• _Given exercise_:
The required result is the exact run of lines beginning at the one containing "As a warehouse robot's perception module, locate snow in" and ending at the last line of the entries.

• _Material supplied_:
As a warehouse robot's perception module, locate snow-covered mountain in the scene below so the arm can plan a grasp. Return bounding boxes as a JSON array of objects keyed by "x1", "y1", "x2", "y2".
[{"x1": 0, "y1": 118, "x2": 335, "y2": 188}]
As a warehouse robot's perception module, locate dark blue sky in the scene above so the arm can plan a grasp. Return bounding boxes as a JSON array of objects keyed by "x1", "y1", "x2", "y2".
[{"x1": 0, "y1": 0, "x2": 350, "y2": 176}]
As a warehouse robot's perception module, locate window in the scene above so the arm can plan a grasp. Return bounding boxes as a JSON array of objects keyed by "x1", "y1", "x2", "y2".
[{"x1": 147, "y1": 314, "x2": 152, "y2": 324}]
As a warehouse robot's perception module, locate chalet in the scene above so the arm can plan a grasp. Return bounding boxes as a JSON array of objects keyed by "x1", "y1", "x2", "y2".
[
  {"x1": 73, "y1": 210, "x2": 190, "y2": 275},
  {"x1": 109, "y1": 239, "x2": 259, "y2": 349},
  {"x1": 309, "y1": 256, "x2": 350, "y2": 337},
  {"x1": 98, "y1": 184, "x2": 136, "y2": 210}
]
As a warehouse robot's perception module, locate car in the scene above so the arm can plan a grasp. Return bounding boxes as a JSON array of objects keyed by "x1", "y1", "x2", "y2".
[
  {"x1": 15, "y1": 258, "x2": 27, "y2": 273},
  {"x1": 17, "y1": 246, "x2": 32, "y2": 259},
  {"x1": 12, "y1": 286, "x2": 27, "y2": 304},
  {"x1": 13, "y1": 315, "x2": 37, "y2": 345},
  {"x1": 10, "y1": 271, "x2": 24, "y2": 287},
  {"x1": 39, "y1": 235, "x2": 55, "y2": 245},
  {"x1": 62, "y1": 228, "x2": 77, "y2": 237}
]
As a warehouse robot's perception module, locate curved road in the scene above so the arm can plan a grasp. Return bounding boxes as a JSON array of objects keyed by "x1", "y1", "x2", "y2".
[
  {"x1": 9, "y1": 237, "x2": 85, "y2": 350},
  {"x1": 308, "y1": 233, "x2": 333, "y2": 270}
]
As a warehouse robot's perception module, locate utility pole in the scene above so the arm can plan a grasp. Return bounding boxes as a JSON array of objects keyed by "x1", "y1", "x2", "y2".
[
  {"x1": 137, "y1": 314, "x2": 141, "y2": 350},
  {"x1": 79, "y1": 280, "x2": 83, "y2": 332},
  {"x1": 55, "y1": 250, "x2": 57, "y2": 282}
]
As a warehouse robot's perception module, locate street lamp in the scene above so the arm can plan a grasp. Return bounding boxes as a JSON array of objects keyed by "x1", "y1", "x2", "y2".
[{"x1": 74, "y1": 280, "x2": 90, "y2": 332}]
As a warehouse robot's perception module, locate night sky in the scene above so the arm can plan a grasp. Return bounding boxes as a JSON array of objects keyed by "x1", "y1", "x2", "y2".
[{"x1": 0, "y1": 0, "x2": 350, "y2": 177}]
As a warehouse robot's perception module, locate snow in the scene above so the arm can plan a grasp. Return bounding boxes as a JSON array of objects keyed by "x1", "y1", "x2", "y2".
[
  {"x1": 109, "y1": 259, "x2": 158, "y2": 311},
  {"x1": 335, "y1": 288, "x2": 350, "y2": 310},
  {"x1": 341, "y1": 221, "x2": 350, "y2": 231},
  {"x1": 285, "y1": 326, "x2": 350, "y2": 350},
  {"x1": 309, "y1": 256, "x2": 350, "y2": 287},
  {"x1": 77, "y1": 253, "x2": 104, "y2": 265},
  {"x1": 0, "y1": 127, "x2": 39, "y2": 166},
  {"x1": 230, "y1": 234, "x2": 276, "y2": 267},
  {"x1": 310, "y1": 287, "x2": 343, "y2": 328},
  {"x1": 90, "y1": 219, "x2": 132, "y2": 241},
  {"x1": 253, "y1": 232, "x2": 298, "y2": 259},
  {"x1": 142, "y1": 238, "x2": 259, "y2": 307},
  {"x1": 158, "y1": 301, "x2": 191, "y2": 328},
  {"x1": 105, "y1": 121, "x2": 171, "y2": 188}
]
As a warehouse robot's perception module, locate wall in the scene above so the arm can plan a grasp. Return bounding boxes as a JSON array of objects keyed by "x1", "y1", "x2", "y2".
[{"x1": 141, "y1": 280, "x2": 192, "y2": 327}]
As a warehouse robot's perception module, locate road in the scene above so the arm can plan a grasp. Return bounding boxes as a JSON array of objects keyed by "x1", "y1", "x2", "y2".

• _Exercise answer_:
As a warehouse robot's perception module, locate snow in the scene above so the arm can plan a grasp. Return bounding boxes as a JSON array of objects keyed by "x1", "y1", "x2", "y2".
[
  {"x1": 109, "y1": 259, "x2": 158, "y2": 311},
  {"x1": 335, "y1": 288, "x2": 350, "y2": 310},
  {"x1": 341, "y1": 221, "x2": 350, "y2": 231},
  {"x1": 285, "y1": 326, "x2": 350, "y2": 350},
  {"x1": 309, "y1": 256, "x2": 350, "y2": 287},
  {"x1": 77, "y1": 253, "x2": 104, "y2": 265},
  {"x1": 0, "y1": 127, "x2": 39, "y2": 166},
  {"x1": 230, "y1": 234, "x2": 276, "y2": 267},
  {"x1": 310, "y1": 287, "x2": 343, "y2": 328},
  {"x1": 90, "y1": 219, "x2": 132, "y2": 241},
  {"x1": 253, "y1": 232, "x2": 298, "y2": 259},
  {"x1": 142, "y1": 238, "x2": 259, "y2": 307},
  {"x1": 158, "y1": 301, "x2": 191, "y2": 328},
  {"x1": 105, "y1": 121, "x2": 171, "y2": 188}
]
As a warehouse robot's perception module, locate wall in the scene above so the arm can plan a grasp. Return bounding boxes as a JSON array of objects keyed by "x1", "y1", "x2", "y2".
[{"x1": 141, "y1": 280, "x2": 192, "y2": 327}]
As a warehouse robot's perception module, locate road in the scene above so the arm can plan a grasp. Return bounding boxes as a JSON array of objects keyed by "x1", "y1", "x2", "y2".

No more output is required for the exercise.